▶ [WRITTEN INSTRUCTION]: Copy out every line below that contains the string "building", matching case exactly.
=-=-=
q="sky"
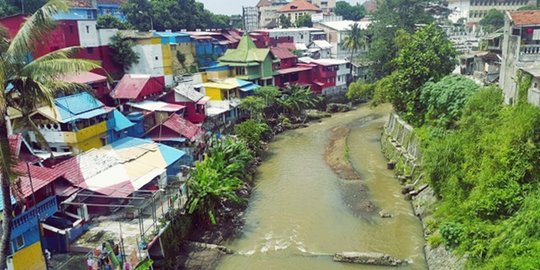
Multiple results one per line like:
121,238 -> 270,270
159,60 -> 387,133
197,0 -> 364,15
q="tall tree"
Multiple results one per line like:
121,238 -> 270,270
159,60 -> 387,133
334,1 -> 366,21
0,0 -> 99,269
375,23 -> 456,125
296,14 -> 313,27
368,0 -> 434,79
343,23 -> 367,79
279,14 -> 292,28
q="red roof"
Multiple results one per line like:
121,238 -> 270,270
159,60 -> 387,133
276,42 -> 296,51
277,67 -> 312,74
510,10 -> 540,25
270,47 -> 296,59
13,163 -> 63,198
59,71 -> 107,84
148,113 -> 204,140
112,74 -> 165,100
278,0 -> 322,12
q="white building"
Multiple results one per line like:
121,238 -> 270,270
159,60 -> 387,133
278,0 -> 322,25
314,20 -> 371,59
499,10 -> 540,104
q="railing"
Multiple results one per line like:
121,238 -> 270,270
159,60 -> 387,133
11,196 -> 58,239
519,45 -> 540,61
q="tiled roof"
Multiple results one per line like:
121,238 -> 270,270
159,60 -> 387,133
67,0 -> 92,8
111,74 -> 161,99
174,82 -> 204,102
148,113 -> 204,140
278,0 -> 322,12
270,47 -> 296,59
59,71 -> 107,84
219,35 -> 270,63
509,10 -> 540,25
13,163 -> 64,198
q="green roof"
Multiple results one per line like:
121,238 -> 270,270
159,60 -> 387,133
218,35 -> 270,63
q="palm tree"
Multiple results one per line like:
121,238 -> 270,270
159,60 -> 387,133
0,0 -> 99,269
343,23 -> 366,82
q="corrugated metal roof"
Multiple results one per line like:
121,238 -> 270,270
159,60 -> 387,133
59,71 -> 107,84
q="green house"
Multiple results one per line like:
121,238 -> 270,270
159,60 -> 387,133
218,35 -> 279,86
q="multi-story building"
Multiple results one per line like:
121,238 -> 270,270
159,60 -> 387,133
218,35 -> 274,86
298,57 -> 350,96
29,92 -> 132,154
242,7 -> 259,32
499,10 -> 540,104
278,0 -> 322,25
257,0 -> 288,28
307,0 -> 336,13
315,20 -> 371,59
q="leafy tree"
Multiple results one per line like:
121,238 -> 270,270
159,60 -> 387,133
376,24 -> 456,125
346,81 -> 375,100
480,9 -> 504,32
276,85 -> 319,116
368,0 -> 434,79
279,14 -> 292,28
240,96 -> 265,120
234,119 -> 271,155
420,75 -> 480,129
109,33 -> 139,70
96,14 -> 131,30
0,0 -> 99,269
343,23 -> 367,78
296,14 -> 313,27
0,0 -> 47,18
334,1 -> 366,21
187,137 -> 253,225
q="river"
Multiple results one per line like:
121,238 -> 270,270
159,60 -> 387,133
218,106 -> 427,270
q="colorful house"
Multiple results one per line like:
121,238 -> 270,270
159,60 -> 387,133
218,35 -> 274,86
0,137 -> 63,270
298,57 -> 350,96
161,79 -> 210,124
111,74 -> 165,104
57,137 -> 185,199
29,92 -> 130,155
60,72 -> 112,105
203,78 -> 259,101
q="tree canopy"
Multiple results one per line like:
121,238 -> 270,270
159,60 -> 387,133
334,1 -> 366,21
367,0 -> 434,79
480,9 -> 504,32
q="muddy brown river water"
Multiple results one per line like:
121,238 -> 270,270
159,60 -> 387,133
218,106 -> 427,270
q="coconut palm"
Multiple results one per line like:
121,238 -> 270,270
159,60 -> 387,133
0,0 -> 99,269
343,23 -> 366,79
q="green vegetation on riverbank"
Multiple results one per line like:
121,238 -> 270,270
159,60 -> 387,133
348,18 -> 540,269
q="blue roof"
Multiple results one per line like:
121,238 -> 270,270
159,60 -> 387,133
0,189 -> 17,211
107,110 -> 134,131
158,143 -> 186,166
54,92 -> 107,122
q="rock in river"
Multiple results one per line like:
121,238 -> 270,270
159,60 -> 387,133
334,252 -> 407,266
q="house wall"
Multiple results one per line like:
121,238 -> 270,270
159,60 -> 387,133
8,241 -> 46,270
204,87 -> 224,100
128,38 -> 165,75
77,21 -> 99,47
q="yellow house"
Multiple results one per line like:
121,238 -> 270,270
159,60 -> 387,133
30,92 -> 133,154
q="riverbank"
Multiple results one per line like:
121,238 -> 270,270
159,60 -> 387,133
381,114 -> 466,270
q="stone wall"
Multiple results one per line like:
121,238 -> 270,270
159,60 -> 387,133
381,113 -> 465,270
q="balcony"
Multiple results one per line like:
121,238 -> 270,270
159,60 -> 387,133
11,196 -> 58,239
519,44 -> 540,62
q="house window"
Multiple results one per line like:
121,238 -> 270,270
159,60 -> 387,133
15,234 -> 24,250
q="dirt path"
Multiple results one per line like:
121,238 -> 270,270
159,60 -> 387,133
324,127 -> 360,180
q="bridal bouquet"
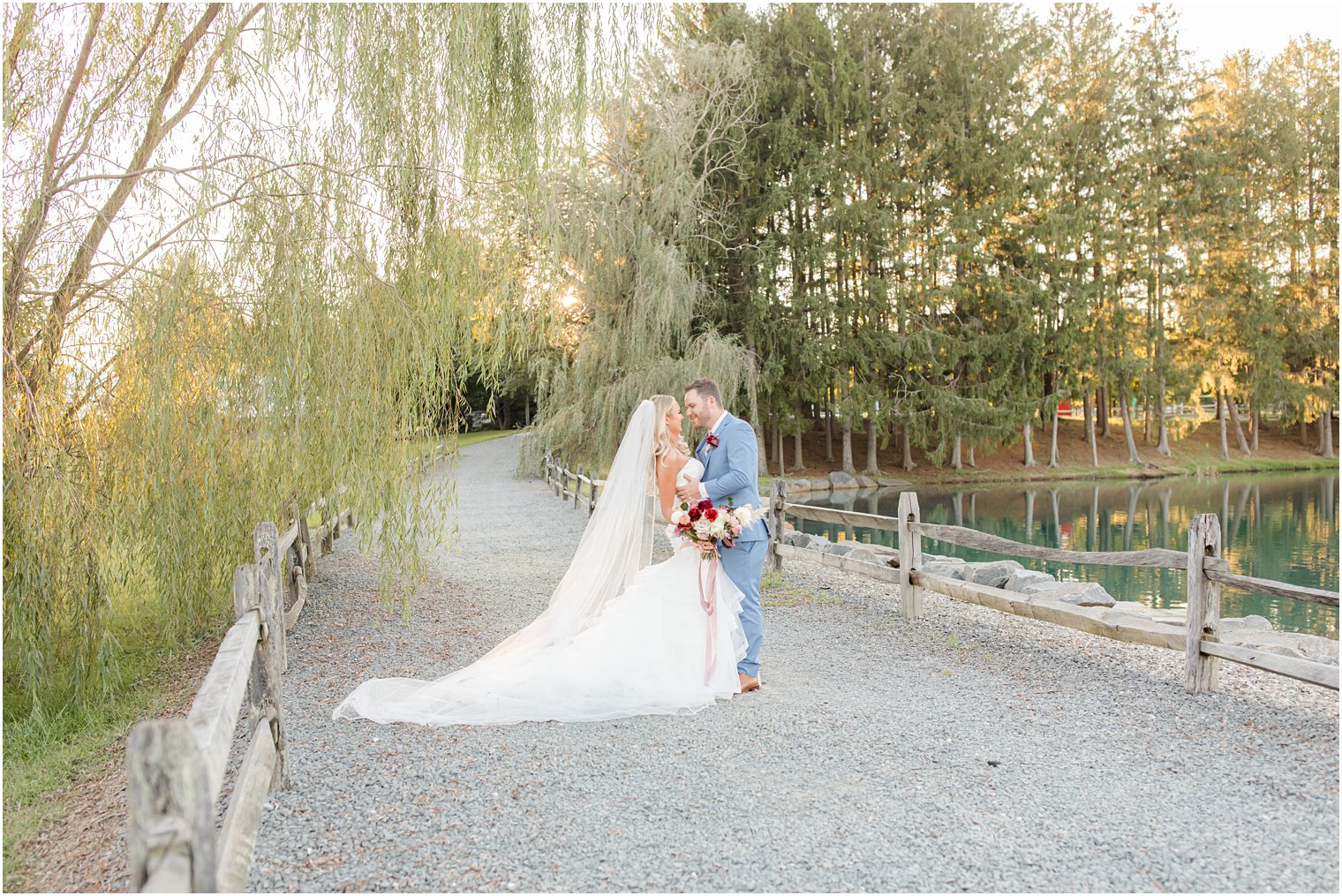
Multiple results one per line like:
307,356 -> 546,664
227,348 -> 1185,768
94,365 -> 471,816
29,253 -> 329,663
667,498 -> 764,560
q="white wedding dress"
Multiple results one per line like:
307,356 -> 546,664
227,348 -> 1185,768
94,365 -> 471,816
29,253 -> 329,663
333,401 -> 746,725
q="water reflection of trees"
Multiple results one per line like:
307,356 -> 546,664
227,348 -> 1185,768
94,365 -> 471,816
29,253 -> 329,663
801,473 -> 1339,637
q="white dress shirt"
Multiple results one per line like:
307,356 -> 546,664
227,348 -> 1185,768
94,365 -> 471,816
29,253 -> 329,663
699,410 -> 728,498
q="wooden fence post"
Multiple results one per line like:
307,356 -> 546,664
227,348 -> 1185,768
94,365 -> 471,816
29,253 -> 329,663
899,491 -> 922,620
764,478 -> 788,573
126,719 -> 217,893
284,501 -> 304,606
253,521 -> 289,672
320,498 -> 336,557
1184,514 -> 1221,694
298,499 -> 317,578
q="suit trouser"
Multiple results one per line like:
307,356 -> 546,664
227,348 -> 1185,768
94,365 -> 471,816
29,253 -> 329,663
722,539 -> 769,676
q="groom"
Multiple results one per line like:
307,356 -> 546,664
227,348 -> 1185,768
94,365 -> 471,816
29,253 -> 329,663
676,380 -> 769,694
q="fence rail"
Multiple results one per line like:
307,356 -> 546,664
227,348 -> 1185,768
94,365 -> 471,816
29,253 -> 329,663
545,451 -> 606,516
770,480 -> 1338,694
126,441 -> 449,893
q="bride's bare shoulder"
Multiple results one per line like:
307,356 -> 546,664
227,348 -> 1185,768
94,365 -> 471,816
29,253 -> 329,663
658,448 -> 690,476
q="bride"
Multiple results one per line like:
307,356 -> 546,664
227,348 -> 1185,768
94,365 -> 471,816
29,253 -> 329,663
331,395 -> 746,725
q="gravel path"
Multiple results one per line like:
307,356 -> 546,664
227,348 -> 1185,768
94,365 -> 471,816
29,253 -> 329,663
251,439 -> 1338,892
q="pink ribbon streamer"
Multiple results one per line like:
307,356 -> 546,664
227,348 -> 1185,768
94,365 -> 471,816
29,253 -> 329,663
699,554 -> 718,685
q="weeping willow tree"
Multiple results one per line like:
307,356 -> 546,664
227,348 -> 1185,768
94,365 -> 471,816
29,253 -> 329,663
521,33 -> 754,468
4,4 -> 644,719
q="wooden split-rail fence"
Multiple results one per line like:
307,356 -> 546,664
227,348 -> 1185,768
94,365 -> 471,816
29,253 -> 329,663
770,480 -> 1338,694
126,441 -> 449,893
545,452 -> 606,516
531,466 -> 1338,694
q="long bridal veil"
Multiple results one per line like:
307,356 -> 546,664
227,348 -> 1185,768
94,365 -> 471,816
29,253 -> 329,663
331,401 -> 656,725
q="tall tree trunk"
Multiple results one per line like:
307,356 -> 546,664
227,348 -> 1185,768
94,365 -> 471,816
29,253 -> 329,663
1216,388 -> 1231,460
899,424 -> 918,470
750,423 -> 769,476
1225,392 -> 1252,457
1319,403 -> 1337,459
1048,405 -> 1058,470
1086,392 -> 1099,467
1118,389 -> 1142,466
826,384 -> 834,464
862,420 -> 880,476
792,401 -> 805,470
1156,375 -> 1170,457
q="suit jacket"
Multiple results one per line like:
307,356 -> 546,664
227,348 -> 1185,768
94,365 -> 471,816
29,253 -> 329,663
694,413 -> 769,542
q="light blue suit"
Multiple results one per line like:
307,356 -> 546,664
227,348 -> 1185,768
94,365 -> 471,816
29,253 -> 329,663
694,413 -> 769,676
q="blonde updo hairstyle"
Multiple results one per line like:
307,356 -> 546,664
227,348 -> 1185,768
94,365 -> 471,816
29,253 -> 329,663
651,395 -> 690,463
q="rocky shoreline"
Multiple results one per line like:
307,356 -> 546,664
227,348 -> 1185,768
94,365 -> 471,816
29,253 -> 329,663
782,529 -> 1338,666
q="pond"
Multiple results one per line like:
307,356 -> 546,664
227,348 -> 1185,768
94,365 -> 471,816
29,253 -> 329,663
789,472 -> 1338,638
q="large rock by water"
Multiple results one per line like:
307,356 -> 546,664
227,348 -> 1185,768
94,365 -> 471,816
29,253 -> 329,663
1022,582 -> 1115,606
973,561 -> 1025,588
1001,568 -> 1058,591
829,470 -> 859,490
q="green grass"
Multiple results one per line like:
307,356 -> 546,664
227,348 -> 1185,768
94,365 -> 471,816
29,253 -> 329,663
456,429 -> 521,448
4,630 -> 207,891
759,571 -> 841,606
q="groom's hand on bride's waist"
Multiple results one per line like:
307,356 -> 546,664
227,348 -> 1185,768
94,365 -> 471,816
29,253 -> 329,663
675,478 -> 699,501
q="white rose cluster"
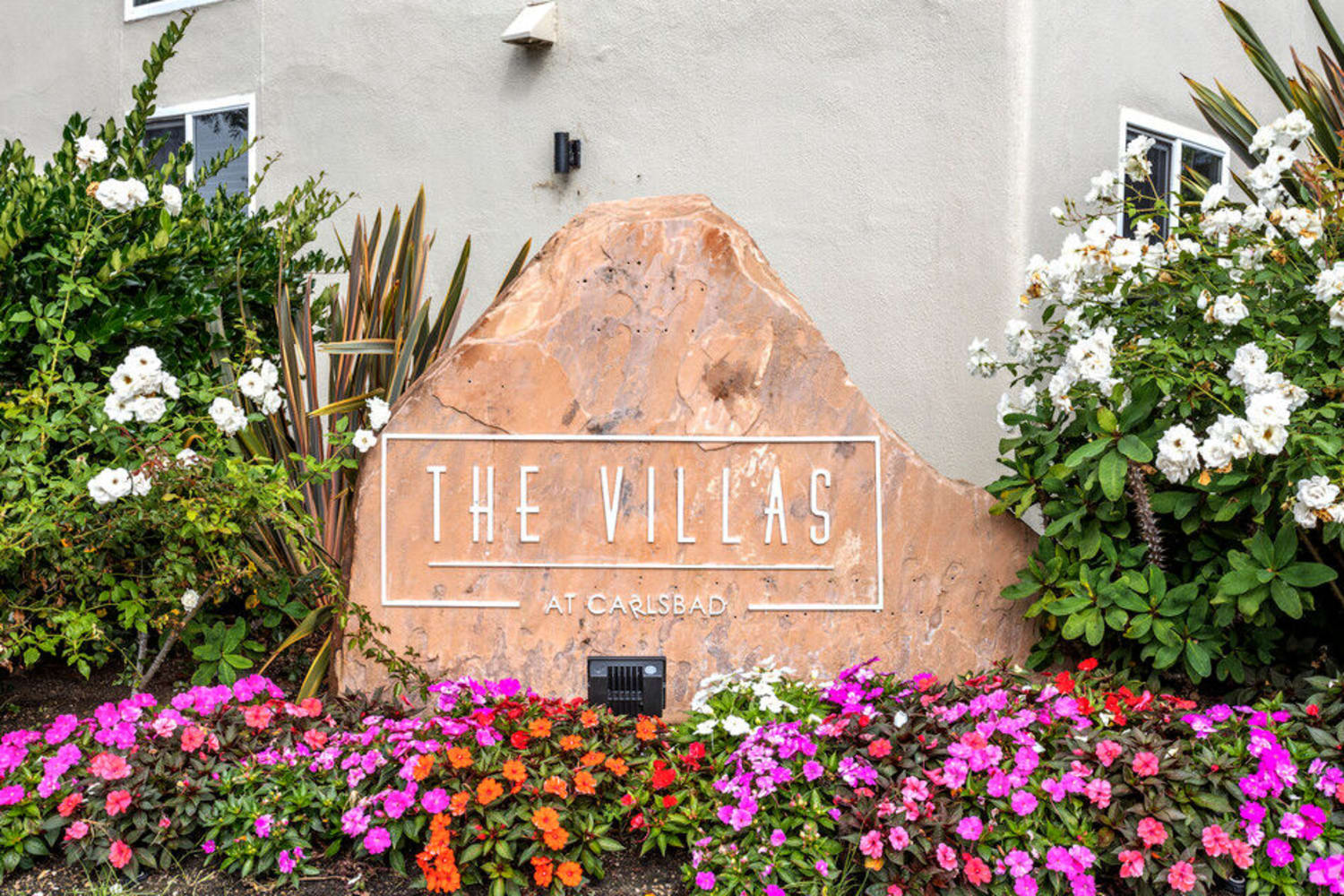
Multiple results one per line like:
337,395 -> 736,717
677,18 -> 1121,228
93,177 -> 150,211
1156,342 -> 1306,482
75,135 -> 108,170
1293,476 -> 1344,530
102,345 -> 180,423
237,358 -> 285,416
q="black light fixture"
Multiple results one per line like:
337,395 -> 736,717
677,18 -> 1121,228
589,657 -> 668,716
556,130 -> 581,175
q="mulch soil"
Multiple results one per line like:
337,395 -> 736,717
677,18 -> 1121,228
0,664 -> 688,896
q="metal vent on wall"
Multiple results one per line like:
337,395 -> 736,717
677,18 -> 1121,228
589,657 -> 667,716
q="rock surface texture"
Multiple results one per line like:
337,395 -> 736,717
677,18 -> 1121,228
341,196 -> 1034,712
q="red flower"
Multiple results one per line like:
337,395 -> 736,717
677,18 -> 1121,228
108,840 -> 131,869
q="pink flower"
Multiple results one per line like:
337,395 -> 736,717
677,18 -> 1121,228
1167,861 -> 1195,893
967,856 -> 994,885
1139,818 -> 1167,849
957,815 -> 986,840
1133,750 -> 1158,778
1201,825 -> 1233,857
89,753 -> 131,779
1097,740 -> 1124,769
104,790 -> 131,818
108,840 -> 131,869
365,828 -> 392,856
887,825 -> 910,853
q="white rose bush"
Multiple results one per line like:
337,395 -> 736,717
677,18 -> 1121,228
968,111 -> 1344,681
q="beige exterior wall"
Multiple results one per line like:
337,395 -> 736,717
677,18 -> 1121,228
0,0 -> 1328,482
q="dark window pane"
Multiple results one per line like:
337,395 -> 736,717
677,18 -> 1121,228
1124,127 -> 1172,239
193,108 -> 247,196
145,118 -> 187,168
1180,143 -> 1223,211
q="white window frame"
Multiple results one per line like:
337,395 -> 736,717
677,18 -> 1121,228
1116,106 -> 1233,232
123,0 -> 231,22
150,92 -> 257,211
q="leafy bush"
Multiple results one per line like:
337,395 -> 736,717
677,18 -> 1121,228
0,16 -> 343,388
685,661 -> 1344,896
970,113 -> 1344,681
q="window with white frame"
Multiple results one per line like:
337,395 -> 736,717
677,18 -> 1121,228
145,94 -> 257,196
123,0 -> 231,22
1117,108 -> 1231,237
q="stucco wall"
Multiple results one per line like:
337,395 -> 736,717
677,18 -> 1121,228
0,0 -> 1328,482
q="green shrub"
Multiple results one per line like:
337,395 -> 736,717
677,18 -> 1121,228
970,123 -> 1344,681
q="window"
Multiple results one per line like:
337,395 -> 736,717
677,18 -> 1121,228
145,94 -> 257,202
123,0 -> 231,22
1116,108 -> 1230,237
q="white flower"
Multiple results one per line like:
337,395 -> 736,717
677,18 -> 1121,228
1199,184 -> 1228,212
238,371 -> 266,401
131,395 -> 168,423
967,339 -> 999,379
261,390 -> 285,414
89,466 -> 131,504
210,398 -> 247,435
1123,134 -> 1156,180
159,184 -> 182,218
1158,423 -> 1199,482
1246,392 -> 1293,430
1204,293 -> 1250,326
1083,169 -> 1124,202
366,395 -> 392,433
93,177 -> 150,211
723,716 -> 752,737
1297,476 -> 1340,511
75,137 -> 108,170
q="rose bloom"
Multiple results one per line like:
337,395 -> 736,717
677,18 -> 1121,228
1167,861 -> 1195,893
1133,750 -> 1158,778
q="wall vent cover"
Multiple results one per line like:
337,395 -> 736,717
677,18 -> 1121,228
589,657 -> 668,716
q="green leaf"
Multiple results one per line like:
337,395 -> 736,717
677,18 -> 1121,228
1097,452 -> 1129,501
1117,435 -> 1153,463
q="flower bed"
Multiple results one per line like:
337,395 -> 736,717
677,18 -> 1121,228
0,662 -> 1344,896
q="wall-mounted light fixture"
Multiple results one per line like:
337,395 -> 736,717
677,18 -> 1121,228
500,0 -> 561,47
556,130 -> 582,175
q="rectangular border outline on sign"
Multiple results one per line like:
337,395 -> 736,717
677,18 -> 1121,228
378,433 -> 886,613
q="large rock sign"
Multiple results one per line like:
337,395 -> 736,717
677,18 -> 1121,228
343,196 -> 1032,711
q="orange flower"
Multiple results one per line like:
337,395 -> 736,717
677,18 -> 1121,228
542,828 -> 570,854
532,856 -> 553,887
476,778 -> 504,806
556,863 -> 583,887
448,790 -> 472,815
532,806 -> 561,833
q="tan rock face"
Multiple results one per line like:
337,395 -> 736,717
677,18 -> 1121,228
341,196 -> 1032,712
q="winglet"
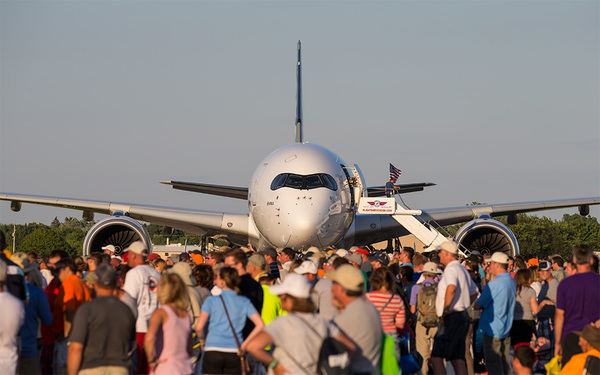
=-=-=
▶ [SOLVED EXERCISE]:
q="white building"
q="multi-story building"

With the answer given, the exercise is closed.